- **EXERCISE DESCRIPTION**: The answer must be the full data, restated word for word, with no pictures in it.

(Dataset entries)
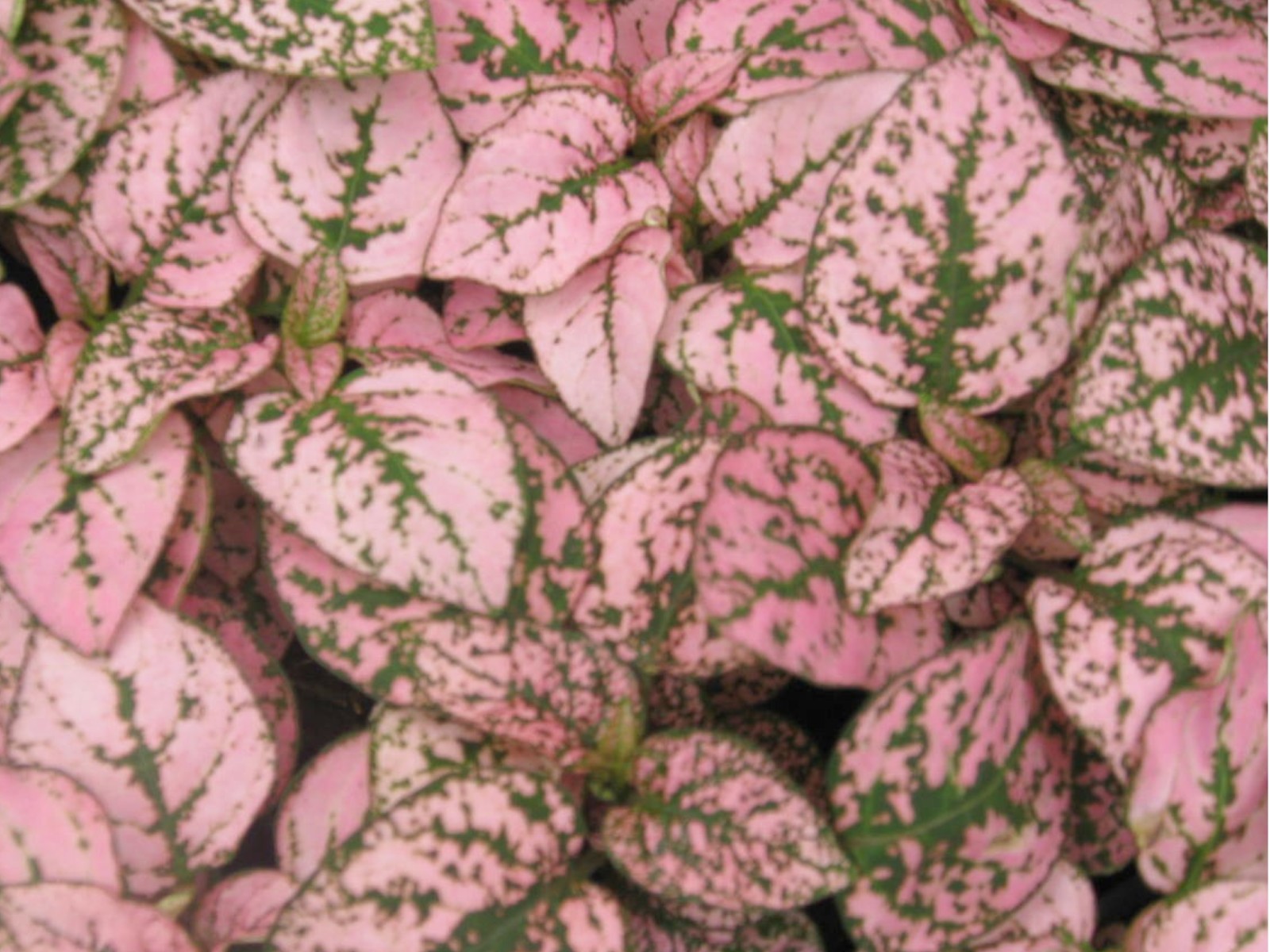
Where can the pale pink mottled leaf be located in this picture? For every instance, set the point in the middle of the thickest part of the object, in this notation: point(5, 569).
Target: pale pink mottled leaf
point(75, 50)
point(1175, 372)
point(545, 194)
point(492, 54)
point(140, 366)
point(595, 336)
point(63, 917)
point(791, 44)
point(425, 461)
point(159, 205)
point(925, 537)
point(768, 177)
point(1133, 624)
point(944, 274)
point(1218, 917)
point(346, 42)
point(97, 573)
point(359, 169)
point(749, 334)
point(52, 831)
point(715, 819)
point(1198, 797)
point(328, 804)
point(946, 799)
point(241, 909)
point(179, 763)
point(441, 869)
point(25, 399)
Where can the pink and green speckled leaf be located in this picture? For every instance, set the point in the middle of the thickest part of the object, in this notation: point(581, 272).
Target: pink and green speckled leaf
point(927, 539)
point(52, 831)
point(715, 819)
point(944, 276)
point(181, 765)
point(545, 194)
point(946, 799)
point(1226, 916)
point(359, 169)
point(98, 537)
point(25, 399)
point(1130, 626)
point(595, 338)
point(144, 363)
point(75, 54)
point(159, 205)
point(770, 173)
point(1198, 799)
point(302, 40)
point(64, 917)
point(1175, 374)
point(749, 333)
point(442, 869)
point(429, 498)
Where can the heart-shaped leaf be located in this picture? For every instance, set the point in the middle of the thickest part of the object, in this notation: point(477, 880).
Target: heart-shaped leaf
point(144, 363)
point(946, 799)
point(159, 205)
point(359, 169)
point(181, 765)
point(544, 194)
point(1175, 374)
point(717, 820)
point(945, 276)
point(95, 539)
point(429, 499)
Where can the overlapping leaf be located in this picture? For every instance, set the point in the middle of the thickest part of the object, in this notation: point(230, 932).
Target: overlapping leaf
point(944, 276)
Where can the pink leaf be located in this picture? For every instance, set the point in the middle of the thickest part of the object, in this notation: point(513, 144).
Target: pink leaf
point(906, 301)
point(545, 194)
point(595, 336)
point(61, 917)
point(1175, 374)
point(144, 363)
point(717, 820)
point(946, 797)
point(427, 466)
point(76, 50)
point(181, 763)
point(925, 539)
point(94, 539)
point(359, 168)
point(159, 205)
point(52, 831)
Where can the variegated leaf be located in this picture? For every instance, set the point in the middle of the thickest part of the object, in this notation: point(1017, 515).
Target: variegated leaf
point(429, 499)
point(926, 539)
point(1132, 624)
point(1175, 374)
point(946, 799)
point(595, 336)
point(944, 274)
point(450, 861)
point(544, 194)
point(67, 917)
point(768, 175)
point(359, 169)
point(75, 54)
point(181, 763)
point(159, 205)
point(76, 549)
point(749, 334)
point(296, 40)
point(144, 363)
point(717, 820)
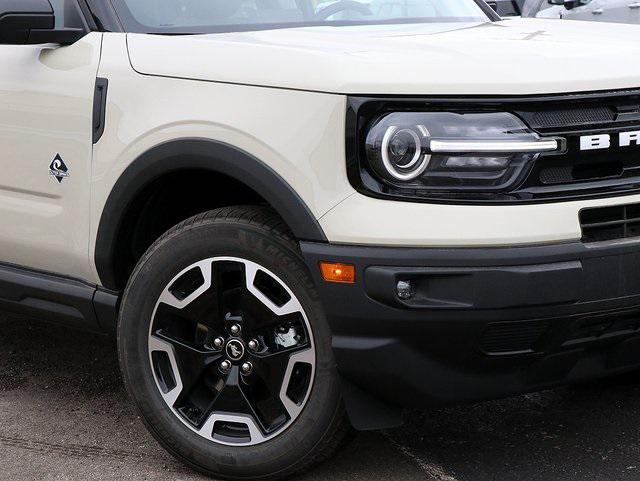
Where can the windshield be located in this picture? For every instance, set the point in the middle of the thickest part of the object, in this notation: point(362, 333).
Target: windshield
point(209, 16)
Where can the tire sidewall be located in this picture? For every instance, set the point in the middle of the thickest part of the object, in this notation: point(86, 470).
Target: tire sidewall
point(167, 258)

- **SOLUTION FOR THIS PROBLEM**:
Where can the pale pink mottled leaf be located in this picture? For every instance, set the point in the middle of the thickest part of the object, in this notation: point(5, 569).
Target: pale pink mottled leaf
point(75, 50)
point(1175, 372)
point(545, 194)
point(492, 54)
point(140, 366)
point(595, 336)
point(63, 917)
point(791, 44)
point(425, 461)
point(159, 205)
point(925, 537)
point(768, 177)
point(1133, 624)
point(944, 274)
point(1218, 917)
point(346, 42)
point(97, 573)
point(359, 169)
point(749, 334)
point(52, 831)
point(715, 819)
point(1198, 797)
point(328, 804)
point(946, 799)
point(241, 909)
point(179, 763)
point(441, 869)
point(25, 399)
Where can the pink and green speckled leaf be located in this picture? For every instance, set the point in the middle of the thickest part of the object, in this notation: point(581, 272).
Target: pink and green speckled leaf
point(927, 539)
point(52, 831)
point(715, 819)
point(944, 276)
point(181, 765)
point(545, 194)
point(946, 799)
point(1226, 916)
point(359, 169)
point(98, 537)
point(25, 399)
point(1130, 626)
point(595, 338)
point(144, 363)
point(75, 54)
point(159, 205)
point(770, 173)
point(1198, 799)
point(302, 40)
point(64, 917)
point(1175, 374)
point(749, 333)
point(442, 869)
point(429, 498)
Where can the heart-shaped leaf be located in this picture? For every instance, set the point in the middle of the thickest part of the object, in this notation: point(477, 880).
Target: heart-shaped leaf
point(144, 363)
point(946, 799)
point(159, 205)
point(359, 169)
point(181, 765)
point(544, 194)
point(1175, 374)
point(717, 820)
point(945, 276)
point(95, 539)
point(429, 499)
Where can the overlapping leaf be located in this picture? For every instance, set the point in the middle of the thickest part of the object, in this notation: point(230, 932).
Target: overlapping leaf
point(944, 276)
Where can the pink leaf be located in this picture? For every instance, set the point in the middle of the thickest part of the object, in this notation: point(513, 144).
Target: pink leaf
point(906, 301)
point(545, 194)
point(595, 336)
point(61, 917)
point(1175, 374)
point(144, 363)
point(717, 820)
point(946, 797)
point(427, 466)
point(76, 50)
point(181, 763)
point(925, 539)
point(94, 539)
point(359, 168)
point(159, 205)
point(52, 831)
Where can the variegated leaf be located in this picture? For every instance, set the point in the middle of the thickest part of the object, in this notation: point(1017, 515).
Target: variegated leaf
point(429, 499)
point(926, 539)
point(1132, 624)
point(1175, 374)
point(946, 799)
point(595, 336)
point(944, 274)
point(450, 861)
point(544, 194)
point(67, 917)
point(768, 175)
point(359, 169)
point(75, 54)
point(181, 763)
point(159, 205)
point(76, 549)
point(749, 334)
point(296, 40)
point(144, 363)
point(717, 820)
Where can the windshield be located in this picture? For every instance, set the point in the middle of the thickest part of the object, in this notation: point(362, 333).
Target: windshield
point(209, 16)
Where can the tire sidewall be located in this picture? For every instance, set the point in the middle of the thickest part of the object, in this notation: point(86, 470).
Target: tire sidewall
point(167, 258)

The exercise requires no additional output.